(Records from a collection)
........

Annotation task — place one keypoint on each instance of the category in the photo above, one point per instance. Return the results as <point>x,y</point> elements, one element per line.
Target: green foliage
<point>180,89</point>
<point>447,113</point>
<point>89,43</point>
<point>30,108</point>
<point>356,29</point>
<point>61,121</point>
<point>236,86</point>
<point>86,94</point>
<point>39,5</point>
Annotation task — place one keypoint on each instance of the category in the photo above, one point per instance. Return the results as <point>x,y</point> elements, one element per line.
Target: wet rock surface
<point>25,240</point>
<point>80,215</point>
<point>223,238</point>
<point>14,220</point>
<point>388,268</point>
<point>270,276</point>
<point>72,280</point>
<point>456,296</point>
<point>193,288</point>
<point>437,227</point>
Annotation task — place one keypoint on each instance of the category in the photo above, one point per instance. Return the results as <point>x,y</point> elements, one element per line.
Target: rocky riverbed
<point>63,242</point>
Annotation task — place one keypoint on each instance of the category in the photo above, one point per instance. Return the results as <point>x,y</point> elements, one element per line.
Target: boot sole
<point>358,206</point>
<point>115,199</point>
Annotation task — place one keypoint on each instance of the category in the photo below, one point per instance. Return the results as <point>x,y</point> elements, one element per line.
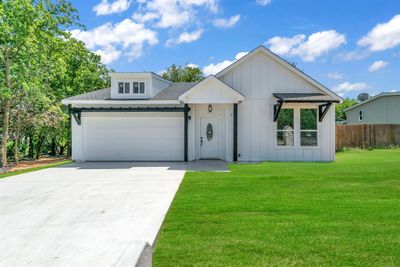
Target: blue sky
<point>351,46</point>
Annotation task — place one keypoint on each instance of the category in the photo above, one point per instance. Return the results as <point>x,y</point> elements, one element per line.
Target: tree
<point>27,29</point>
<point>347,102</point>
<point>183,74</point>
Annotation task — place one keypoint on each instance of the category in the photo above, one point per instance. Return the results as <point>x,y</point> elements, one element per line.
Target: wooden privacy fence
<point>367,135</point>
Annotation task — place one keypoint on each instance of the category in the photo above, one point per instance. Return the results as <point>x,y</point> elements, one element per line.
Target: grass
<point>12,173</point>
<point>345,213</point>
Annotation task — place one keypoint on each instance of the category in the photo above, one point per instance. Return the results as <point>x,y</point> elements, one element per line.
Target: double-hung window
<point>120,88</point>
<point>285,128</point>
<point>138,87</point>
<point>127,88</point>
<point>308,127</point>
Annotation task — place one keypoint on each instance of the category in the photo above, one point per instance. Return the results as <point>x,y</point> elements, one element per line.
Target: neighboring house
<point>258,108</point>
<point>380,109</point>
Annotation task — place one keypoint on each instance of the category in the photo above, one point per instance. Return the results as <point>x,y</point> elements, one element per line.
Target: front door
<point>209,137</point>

........

▸ **What you need to do**:
If an entry holds an image, omit that image and print the remainder exactly as it stands.

▸ **Answer section**:
Annotation task — place one keypoint on each instance of the category in the photo above, one point per instance. Return the results as <point>x,y</point> elements, one element per line.
Target: green foliage
<point>180,89</point>
<point>447,113</point>
<point>89,43</point>
<point>30,108</point>
<point>356,29</point>
<point>61,121</point>
<point>236,86</point>
<point>86,94</point>
<point>39,5</point>
Annotation task — place one keypoint on each instance of the category in the photo above, one point per instance. Return the results as <point>x,y</point> elements, one element per line.
Target: wet rock surface
<point>25,240</point>
<point>80,215</point>
<point>223,238</point>
<point>14,220</point>
<point>388,268</point>
<point>270,276</point>
<point>72,280</point>
<point>456,296</point>
<point>193,288</point>
<point>437,227</point>
Annotation task — place one keypoint on each instance of the category in the photo above, one point per instance. Return the results as <point>x,y</point> elements, one element per line.
Target: rocky riverbed
<point>63,242</point>
Annotation task — place one keypoint on each instance of the category in the photo above, one point per instance. Return the results as <point>x,y</point> elements, one element per line.
Target: boot sole
<point>358,206</point>
<point>115,199</point>
Annotation task — place one keypoint on each instance of the category in the photo below, one point per instance. Return the results as <point>x,y</point> elements, one element per line.
Target: blue sky
<point>351,46</point>
Annotation task — place one keypoint on each instance of the category in the photo above, one point per instance. Return the results as <point>x,y</point> elements, one element per line.
Target: tree
<point>27,29</point>
<point>347,102</point>
<point>183,74</point>
Annotation task — place one keypoint on each instance of the category in the photo above, one point per instance. Return the results as <point>x,y</point> elements, one element per line.
Target: wooden privacy fence
<point>367,135</point>
Annotation task — place one keypoint on each instance of the category in the photo above, one point per instance. Return the results as <point>x,y</point> elements, one element per line.
Target: grass
<point>12,173</point>
<point>345,213</point>
Annotation task — place one keypoint on each instance of the category in the photo above, one point per instance. Return the results as <point>x,y</point> elements, one element per line.
Target: double-hung window
<point>120,88</point>
<point>285,128</point>
<point>138,87</point>
<point>127,88</point>
<point>308,127</point>
Annotation task — place one keypoint on each instance of the category in the photo above, one point per instance. Return the results as <point>x,y</point> elements, one element per line.
Target: neighboring house
<point>258,108</point>
<point>380,109</point>
Annotation task — place one keypoint on each instance of the category in the photo above, one point per instance. Return the results as <point>x,y</point> elements, one element per line.
Target: front door
<point>209,137</point>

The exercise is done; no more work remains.